Activity: The listing should be printed again without a single change.

Data for review:
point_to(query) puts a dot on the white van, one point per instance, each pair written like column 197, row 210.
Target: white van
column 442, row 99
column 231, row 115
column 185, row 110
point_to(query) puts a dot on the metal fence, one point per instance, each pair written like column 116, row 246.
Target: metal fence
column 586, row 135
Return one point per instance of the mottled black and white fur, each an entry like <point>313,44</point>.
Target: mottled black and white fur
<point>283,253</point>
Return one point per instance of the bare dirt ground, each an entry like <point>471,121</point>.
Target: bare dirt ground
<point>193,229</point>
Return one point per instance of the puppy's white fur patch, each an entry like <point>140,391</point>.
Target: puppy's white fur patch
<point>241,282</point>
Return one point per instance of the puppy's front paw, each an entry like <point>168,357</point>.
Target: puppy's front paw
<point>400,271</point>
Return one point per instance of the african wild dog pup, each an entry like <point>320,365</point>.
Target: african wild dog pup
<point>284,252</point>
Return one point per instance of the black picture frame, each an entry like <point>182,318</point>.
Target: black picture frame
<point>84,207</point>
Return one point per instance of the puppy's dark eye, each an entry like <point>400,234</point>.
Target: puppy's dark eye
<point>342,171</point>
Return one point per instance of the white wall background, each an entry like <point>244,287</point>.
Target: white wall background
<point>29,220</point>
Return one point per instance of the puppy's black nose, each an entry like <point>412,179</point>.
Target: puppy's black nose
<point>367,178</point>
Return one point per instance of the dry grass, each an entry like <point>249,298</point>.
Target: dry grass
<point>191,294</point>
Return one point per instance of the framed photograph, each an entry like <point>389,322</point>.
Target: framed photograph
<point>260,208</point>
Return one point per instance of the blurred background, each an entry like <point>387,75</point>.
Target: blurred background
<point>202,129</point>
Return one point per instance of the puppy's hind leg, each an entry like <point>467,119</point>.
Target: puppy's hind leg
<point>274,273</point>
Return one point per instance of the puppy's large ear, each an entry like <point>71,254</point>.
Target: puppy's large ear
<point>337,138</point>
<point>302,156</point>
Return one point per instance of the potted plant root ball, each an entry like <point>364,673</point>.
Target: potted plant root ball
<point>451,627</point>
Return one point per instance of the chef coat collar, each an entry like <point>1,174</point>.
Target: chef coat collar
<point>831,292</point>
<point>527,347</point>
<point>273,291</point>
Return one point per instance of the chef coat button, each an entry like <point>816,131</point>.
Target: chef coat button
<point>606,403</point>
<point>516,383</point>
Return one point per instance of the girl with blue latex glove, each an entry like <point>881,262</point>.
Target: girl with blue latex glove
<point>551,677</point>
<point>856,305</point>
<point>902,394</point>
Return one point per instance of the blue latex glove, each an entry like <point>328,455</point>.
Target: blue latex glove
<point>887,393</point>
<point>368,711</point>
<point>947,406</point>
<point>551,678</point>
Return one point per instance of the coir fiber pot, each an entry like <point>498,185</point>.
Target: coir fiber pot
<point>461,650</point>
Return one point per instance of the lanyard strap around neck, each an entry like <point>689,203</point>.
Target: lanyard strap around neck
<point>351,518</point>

Result for this task:
point_to(query) puts a dot on the white van, one point per instance, each pair written like column 197, row 210.
Target: white van
column 442, row 99
column 231, row 115
column 185, row 110
point_to(query) puts a dot on the metal fence, one point per instance, each pair written like column 116, row 246.
Target: metal fence
column 586, row 135
Return one point per instance of the mottled black and white fur, each an entry like <point>313,44</point>.
Target: mottled black and white fur
<point>283,253</point>
Return one point per instance of the bare dirt ground, each an entry like <point>471,121</point>.
Target: bare dirt ground
<point>193,229</point>
Return one point per instance of the puppy's white fur patch, each an entry like <point>140,391</point>.
Target: puppy's white fur patch
<point>241,282</point>
Return one point per instance of the puppy's front paw, each an entry like <point>168,357</point>.
Target: puppy's front paw
<point>400,271</point>
Return one point per instance of the african wild dog pup, each an entry like <point>320,365</point>.
Target: african wild dog pup
<point>284,252</point>
Return one point per instance of the black picture frame, each an entry like <point>182,318</point>.
Target: black picture frame
<point>84,207</point>
Return one point per instance of the puppy's dark eye, each an entry like <point>400,234</point>.
Target: puppy's dark eye
<point>342,171</point>
Return one point per instance of the white wall background, each an entry like <point>244,287</point>.
Target: white wall background
<point>29,220</point>
Return one point per instance of the puppy's black nose, each an entry like <point>412,179</point>.
Target: puppy's black nose
<point>367,178</point>
Return one point per instance of the dry grass, each an entry like <point>249,298</point>.
Target: dry grass
<point>191,294</point>
Return one point per instance of the framed photograph, each an entry like <point>389,322</point>.
Target: framed photograph
<point>260,208</point>
Return one point per instance of the blurred background, each an entry like <point>387,75</point>.
Target: blurred background
<point>202,129</point>
Return one point per instance of the puppy's hind leg, each an entry like <point>467,119</point>.
Target: puppy's hind leg
<point>274,273</point>
Return one point per instance of the puppy's large ear, each an entry like <point>71,254</point>.
Target: puppy's large ear
<point>337,138</point>
<point>302,156</point>
Return one point per instance of the potted plant root ball, each an entry like <point>364,673</point>.
Target: potted plant root ball
<point>451,627</point>
Return one point per instance of the chef coat collar, each an entry like <point>1,174</point>.
Target: chef coat collar
<point>831,292</point>
<point>527,347</point>
<point>273,291</point>
Return one point per instance of the chef coat button, each an entry like <point>816,131</point>.
Target: chef coat button
<point>606,403</point>
<point>516,383</point>
Return one point per instance of the girl with blue latex glove, each an entry like <point>881,262</point>.
Target: girl with blue latex glove
<point>551,677</point>
<point>856,305</point>
<point>902,394</point>
Return one point per instance of the blue latex glove, each an entry like <point>328,455</point>.
Target: blue latex glove
<point>887,393</point>
<point>368,711</point>
<point>947,406</point>
<point>551,678</point>
Return one point per instance of the coir fiber pot, each an entry like <point>498,185</point>.
Target: coir fiber pot
<point>461,650</point>
Return one point per instance of the lanyard strap around neck, each an entry like <point>689,203</point>.
Target: lanyard strap around neck
<point>351,518</point>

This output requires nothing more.